(Dataset entries)
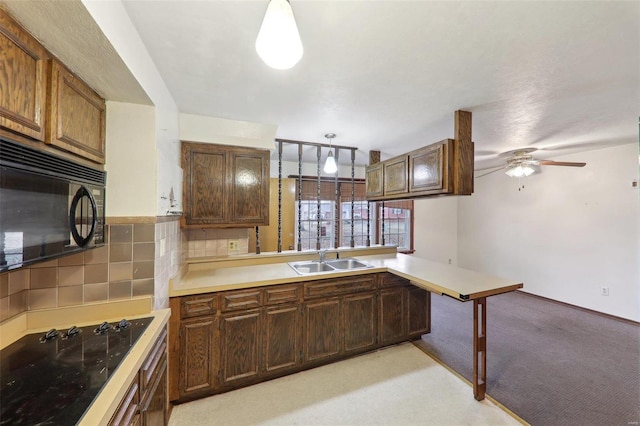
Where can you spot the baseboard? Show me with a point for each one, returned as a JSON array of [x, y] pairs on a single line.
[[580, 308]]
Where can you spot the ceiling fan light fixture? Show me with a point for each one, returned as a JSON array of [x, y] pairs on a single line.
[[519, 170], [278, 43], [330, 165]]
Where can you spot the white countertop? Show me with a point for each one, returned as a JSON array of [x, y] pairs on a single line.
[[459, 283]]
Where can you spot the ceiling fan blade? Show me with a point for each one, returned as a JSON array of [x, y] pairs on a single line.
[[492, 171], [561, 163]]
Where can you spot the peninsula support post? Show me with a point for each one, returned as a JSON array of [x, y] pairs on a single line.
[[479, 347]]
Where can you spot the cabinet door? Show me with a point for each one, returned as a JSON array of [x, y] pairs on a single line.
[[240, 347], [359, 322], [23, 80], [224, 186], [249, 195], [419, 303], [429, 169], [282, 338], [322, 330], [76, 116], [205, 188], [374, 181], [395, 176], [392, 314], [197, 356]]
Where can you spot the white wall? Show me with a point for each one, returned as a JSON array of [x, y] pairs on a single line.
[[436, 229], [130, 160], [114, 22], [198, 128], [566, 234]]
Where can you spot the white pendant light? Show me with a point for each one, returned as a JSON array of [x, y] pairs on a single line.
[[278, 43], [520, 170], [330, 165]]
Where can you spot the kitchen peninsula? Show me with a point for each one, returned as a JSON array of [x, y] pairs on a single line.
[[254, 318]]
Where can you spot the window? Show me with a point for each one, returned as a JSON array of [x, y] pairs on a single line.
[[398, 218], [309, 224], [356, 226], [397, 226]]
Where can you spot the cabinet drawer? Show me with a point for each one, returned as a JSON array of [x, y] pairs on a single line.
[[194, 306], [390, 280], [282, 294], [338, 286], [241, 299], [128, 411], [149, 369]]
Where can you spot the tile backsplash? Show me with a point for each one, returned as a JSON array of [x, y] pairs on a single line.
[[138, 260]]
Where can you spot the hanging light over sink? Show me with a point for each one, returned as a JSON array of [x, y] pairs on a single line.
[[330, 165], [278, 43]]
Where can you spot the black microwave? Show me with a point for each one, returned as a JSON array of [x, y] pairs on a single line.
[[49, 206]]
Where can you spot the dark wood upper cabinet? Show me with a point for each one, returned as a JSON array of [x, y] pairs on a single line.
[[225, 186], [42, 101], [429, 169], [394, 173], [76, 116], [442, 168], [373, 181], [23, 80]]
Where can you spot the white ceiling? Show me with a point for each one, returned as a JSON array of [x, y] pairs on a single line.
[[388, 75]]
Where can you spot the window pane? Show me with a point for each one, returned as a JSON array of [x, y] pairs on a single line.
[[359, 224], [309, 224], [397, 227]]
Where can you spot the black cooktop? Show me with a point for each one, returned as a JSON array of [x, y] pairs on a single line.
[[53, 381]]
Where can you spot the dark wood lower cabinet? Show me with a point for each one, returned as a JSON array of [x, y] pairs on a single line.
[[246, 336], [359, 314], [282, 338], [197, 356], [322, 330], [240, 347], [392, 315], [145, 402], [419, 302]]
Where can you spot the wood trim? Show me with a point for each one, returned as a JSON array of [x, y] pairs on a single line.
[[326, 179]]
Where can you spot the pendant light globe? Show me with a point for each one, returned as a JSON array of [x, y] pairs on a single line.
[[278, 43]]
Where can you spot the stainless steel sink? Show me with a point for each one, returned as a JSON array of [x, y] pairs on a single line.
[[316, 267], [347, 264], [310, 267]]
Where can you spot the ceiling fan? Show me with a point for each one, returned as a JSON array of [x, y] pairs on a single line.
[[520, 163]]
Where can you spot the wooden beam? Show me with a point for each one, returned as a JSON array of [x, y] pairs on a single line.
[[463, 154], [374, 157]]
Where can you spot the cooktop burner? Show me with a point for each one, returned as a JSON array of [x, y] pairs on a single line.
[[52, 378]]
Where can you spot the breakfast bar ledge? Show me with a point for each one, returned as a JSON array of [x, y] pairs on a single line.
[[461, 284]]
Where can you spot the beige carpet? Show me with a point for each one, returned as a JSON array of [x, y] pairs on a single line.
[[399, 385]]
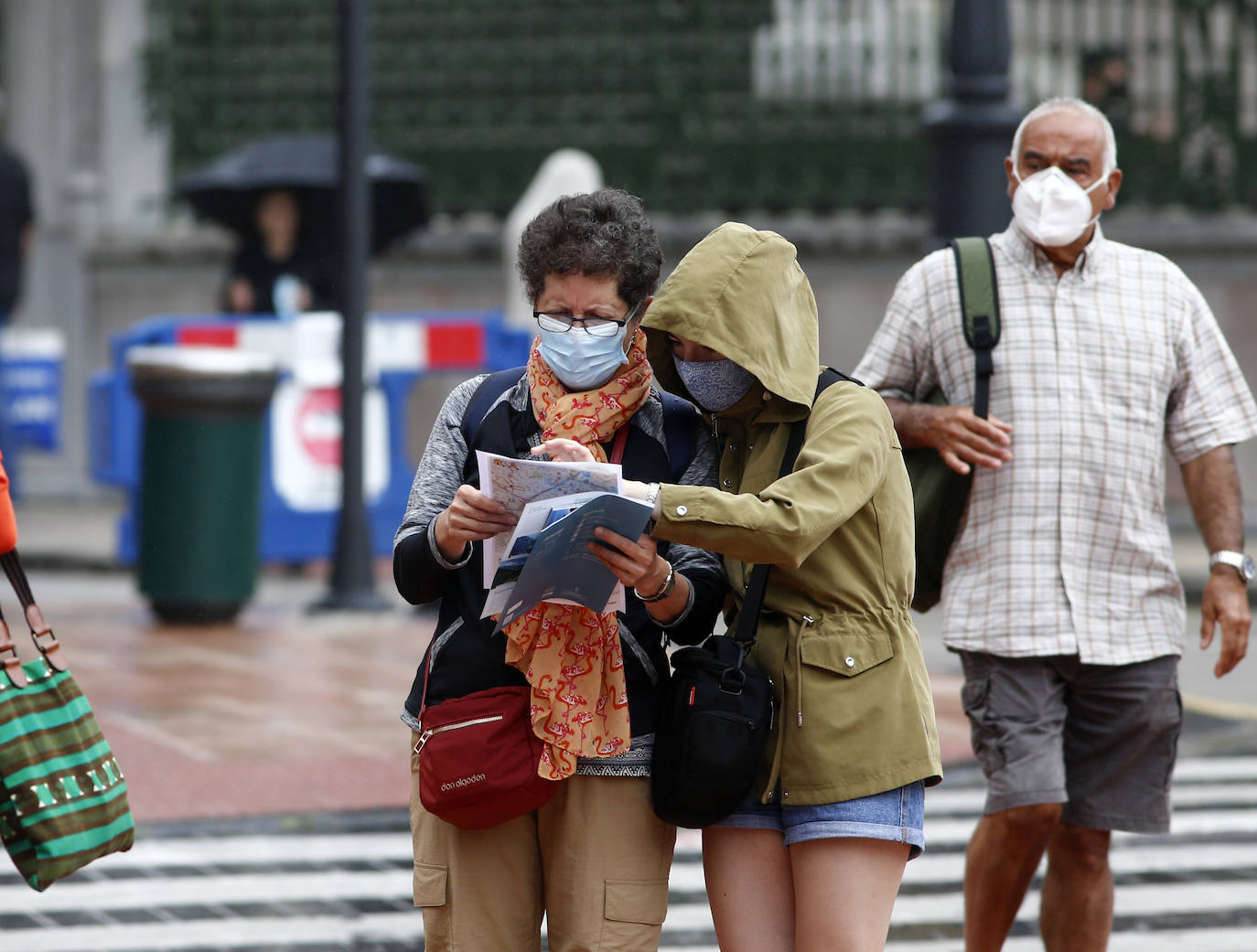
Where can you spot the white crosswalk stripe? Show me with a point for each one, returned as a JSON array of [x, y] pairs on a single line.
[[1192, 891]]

## [Prompt]
With all pictures omitted, return exactly the lines from the one containing "Where can you spot the breakfast" through the end of the entries above.

## [Output of the exercise]
Where can you spot the breakfast bar ledge? Show me with a point for each one, returned as a JSON array of [x, y] pairs on a single line.
[[461, 284]]
Where can you spot the beige carpet? Show me with a point for each one, returned as a JSON array of [x, y] pairs on a single line.
[[399, 385]]
Where can you spot the white crosswalk stripe? Show me with a point for each one, returned as a JSON array of [x, y] pairs on a single line.
[[1192, 891]]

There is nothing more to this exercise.